start

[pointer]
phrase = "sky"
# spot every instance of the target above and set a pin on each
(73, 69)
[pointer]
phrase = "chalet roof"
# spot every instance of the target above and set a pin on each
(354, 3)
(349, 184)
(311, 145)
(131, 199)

end

**Stated exercise:**
Please reproduce every line of the records above, and shift each pin coordinate by adding 22 to both its x and y values.

**Final answer:**
[pointer]
phrase = "sky"
# spot every instance of the target above and set a pin on each
(95, 91)
[pointer]
phrase = "chalet roof"
# spot every instance of the target above and set a pin on each
(376, 25)
(371, 206)
(333, 167)
(153, 221)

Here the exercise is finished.